##### Source extract
However, Mayor Beth Weldon proposed the lower mill rate that was approved Wednesday night after multiple other proposals by members were also considered and rejected. She proposed funding the estimated $1.1 million cost of taking over the school buildings from money previously allocated toward a new City Hall (plans for which are still pending) and lowering somewhat the payments on debt made during the coming year.

Alicia Hughes-Skandijs proposed keeping the 10.32 mill rate in the original draft, arguing it would allow more services sought by residents in what’s currently a status-quo budget.

“I just want to give voice to the fact that I hear from the citizens of the community ‘Fund our schools. Fund them as high as we can fund them, go above and beyond, find new ways to fund them and make up the difference of what the state is not doing. Please do more swimming lessons. There’s not enough swimming lessons for the kids to get into. We need a park in this part of town,’” she said.

Hughes-Skandijs said the increase to 10.32 mills means a person with a $500,000 home would pay about $80 more in property taxes, and “when you actually do the math and you are talking about sort of this outcry for property tax relief I do not hear that.”

That argument fell flat with Deputy Mayor Michelle Bonnet Hale, who said the perception of residents about how city leaders are collecting and spending money is crucial when there is a need to request bonds or other funds for large projects.

“I would say that not reducing the mill rate at this time when we can — and when other Assemblies have done that previously where we started with a stable mill rate — that makes it harder to move forward on projects because people see that we are just inflexible and we will not reduce the mill rate,” she said.

The amendment failed by a 2-7 vote, with Finance Committee Chair Christine Woll the only member joining Hughes-Skandijs in favor of the motion.

A proposal in the other direction was made by Assembly member Greg Smith who argued for lowering the current rate by 0.25 mills to 9.91 mills for next year, based on the minimum necessary to fund existing services and meet bond debts.

“By reducing this mill rate showing the community that we’re responsive to their needs and and in trying to build trust so that they will hopefully go and approve projects in the future,” he said. “We are paying our debt that is required and then some by doing this. We don’t need to cut services, but we can reduce the mill rate and still pay all our debts.”
##########
# [Problem requirements]
According to the excerpt on the mill rate debate, by what vote did the amendment to keep the 10.32 mill rate fail?
##### Record set
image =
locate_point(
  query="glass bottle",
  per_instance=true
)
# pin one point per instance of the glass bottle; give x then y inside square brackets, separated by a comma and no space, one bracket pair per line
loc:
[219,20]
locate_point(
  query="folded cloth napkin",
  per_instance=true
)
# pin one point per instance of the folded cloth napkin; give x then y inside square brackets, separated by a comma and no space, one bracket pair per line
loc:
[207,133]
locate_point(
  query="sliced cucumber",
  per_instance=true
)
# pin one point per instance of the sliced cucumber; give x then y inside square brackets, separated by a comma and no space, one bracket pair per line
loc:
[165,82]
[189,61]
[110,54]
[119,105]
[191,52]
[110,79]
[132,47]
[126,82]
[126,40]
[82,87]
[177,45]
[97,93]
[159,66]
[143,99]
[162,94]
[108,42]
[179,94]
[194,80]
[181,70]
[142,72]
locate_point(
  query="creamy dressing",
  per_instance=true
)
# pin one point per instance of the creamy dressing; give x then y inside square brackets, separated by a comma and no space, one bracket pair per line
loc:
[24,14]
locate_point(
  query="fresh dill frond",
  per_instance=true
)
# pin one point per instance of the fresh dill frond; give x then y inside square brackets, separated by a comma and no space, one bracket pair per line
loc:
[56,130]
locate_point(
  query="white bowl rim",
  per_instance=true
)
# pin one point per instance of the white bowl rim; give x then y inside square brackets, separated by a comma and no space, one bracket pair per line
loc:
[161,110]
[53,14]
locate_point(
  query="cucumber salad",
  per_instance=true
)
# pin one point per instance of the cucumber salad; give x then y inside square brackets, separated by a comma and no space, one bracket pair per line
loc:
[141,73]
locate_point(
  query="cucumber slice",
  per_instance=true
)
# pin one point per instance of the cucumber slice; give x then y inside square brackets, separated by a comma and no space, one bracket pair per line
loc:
##########
# [Answer in full]
It failed by a 2-7 vote.